**Texte fourni**
- - - - -
# **Set Analyzer**

Le but de ce script est d'analyser statistiquement les différents set de carte du jeu *Magic the Gathering* afin de :


1.   Déterminer les cartes les plus pertinentes dans chaque set
2.   Comparer les métadonnées liées aux cartes entre chaque set

L'objet de l'analyse est de pouvoir objectiver la valeur intrinsèque d'une carte *intra* et *inter* set.

L'application visée est l'utilisation de ses données afin de performer dans les formats limités (*sealed, draft*)




***draft***

quelques métadonnées utiles

**intraset**
- nombre de cartes + ratios
- card type : couleur, créature / non-créature, rareté
- cout : valeur de mana
- board : power, toughness, evasion (en fonction de keywords: flying, trample, menace, ...)
- interaction : (en fonction de keywords: counter, return, deal damage, ...)
- mana fixing : type de manafix (en fonction de keywords: dork, rock, treasures, ...)

**interset**
- replacer chacune des données précédentes par rapport aux précédents sets
- évaluer : vitesse du set, créatures fragiles, propension de bombes, propension d'interaction, potentiel de fixing, etc





# **Initialisation**

In [137]:
# Import librairies to use in the code

import os
import json
import re
from pathlib import Path
import numpy as np
import pandas as pd
import matplotlib.pyplot as plt
# import seaborn as sns
from tqdm import tqdm

# Import widgets librairies
# import ipywidgets as widgets
from IPython.display import display

Upload data from JSON (dataset from https://mtgjson.com/)

In [2]:
# Set path of the folder containing dataset
dataset_FolderPath = Path.cwd().parent / 'datasets' / 'MTG_datasets' # @dev TBC before each use

# Set path of the File
dataset_FileName = 'AllPrintings.json'
dataset_FilePath = dataset_FolderPath / dataset_FileName

In [5]:
# load all dataset
data = pd.read_json(dataset_FilePath)
allSets = data.iloc[2:]['data'] # 2 first rows of JSON files are metadata

In [21]:
setCompare = allSets.apply(pd.Series)[['baseSetSize', 'code', 'totalSetSize', 'type', 'name', 'releaseDate']]

## Load Limited dataset function

In [23]:
def loadLimitedSet(set_code):
    """
    Loads and processes a subset of Magic: The Gathering cards from a given set code.
    
    Parameters:
    set_code (str): The unique identifier of the card set to be loaded.
    
    Returns:
    pd.DataFrame: A DataFrame containing the cleaned and filtered card data.
    
    Functionality:
    1. Defines relevant card features to be analyzed, including name, keywords, mana cost, color identity, 
       power, toughness, rarity, types, and text.
    2. Loads the card data from the `allSets` dataset based on the given `_setCode`.
    3. Converts the extracted data into a Pandas DataFrame and selects only the first `baseSetSize` cards.
    4. Cleans numeric fields ('manaValue', 'power', 'toughness') by converting them to numeric values, 
       coercing invalid entries to NaN.
- - - - -
**Matériel recueilli**
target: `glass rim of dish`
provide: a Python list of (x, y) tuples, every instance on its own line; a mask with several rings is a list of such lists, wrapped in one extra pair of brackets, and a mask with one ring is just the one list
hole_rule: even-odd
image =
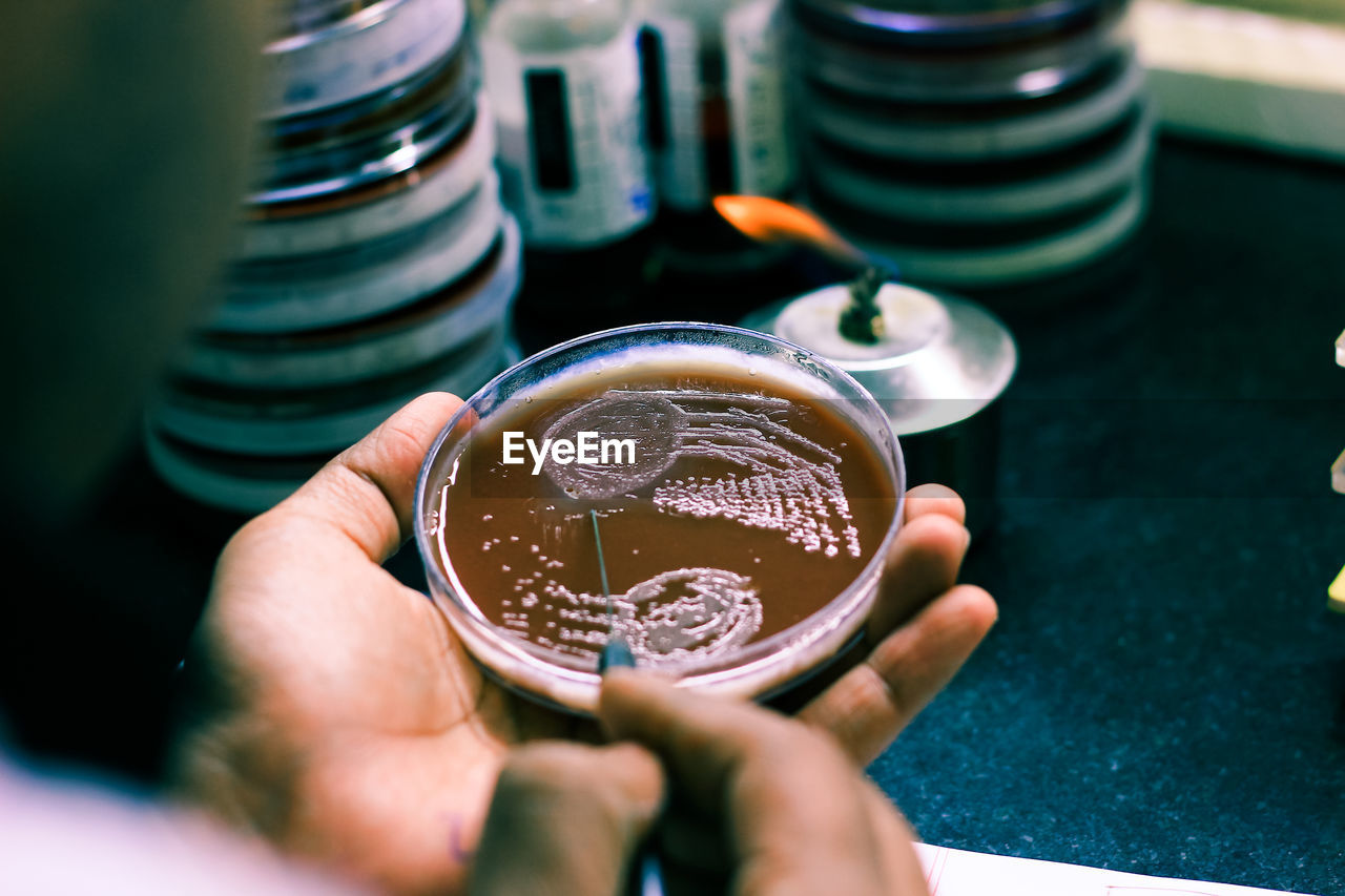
- - - - -
**Objectif**
Reproduisez, s'il vous plaît, sans rien changer le passage du texte fourni qui commence par les mots contenant « 3. Converts the » et se termine par « entries to NaN. ».

**Réponse à la consigne**
3. Converts the extracted data into a Pandas DataFrame and selects only the first `baseSetSize` cards.
    4. Cleans numeric fields ('manaValue', 'power', 'toughness') by converting them to numeric values, 
       coercing invalid entries to NaN.